**TEXTE FOURNI:**
#####
Mort du cardinal Biffi

Un grand ami de ce site, et un grand cardinal, authentique homme de Dieu, s'est éteint à 87 ans. Quelques rappels prophétiques

 

De nombreuses pages lui ont été consacrées sur ce site (voir ICI).
La dernière fois, c'était tout récemment, pour rappeler le discours à contre courant sur l'immigration qu'il avait prononcé en septembre 2000, lors d'un séminaire de la Fondation Migrants: un discours qui n'a pas pris une ride, mais qui lui avait valu un lynchage médiatique prévisible (cf. benoit-et-moi.fr/2015-I/actualite/document-le-cardinal-biffi-sur-limmigration).
#####
**BLOC DE DONNÉES:**
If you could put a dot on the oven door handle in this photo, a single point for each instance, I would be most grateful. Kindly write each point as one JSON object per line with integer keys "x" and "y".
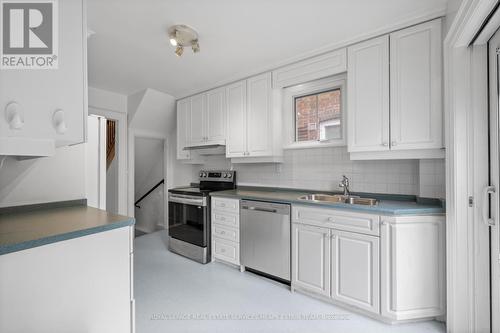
#####
**CONSIGNE:** Recopiez à l'identique le passage du texte sur la mort du cardinal Biffi, de « Un grand ami » à « site (voir ICI). ».

**EN RÉPONSE:**
Un grand ami de ce site, et un grand cardinal, authentique homme de Dieu, s'est éteint à 87 ans. Quelques rappels prophétiques

 

De nombreuses pages lui ont été consacrées sur ce site (voir ICI).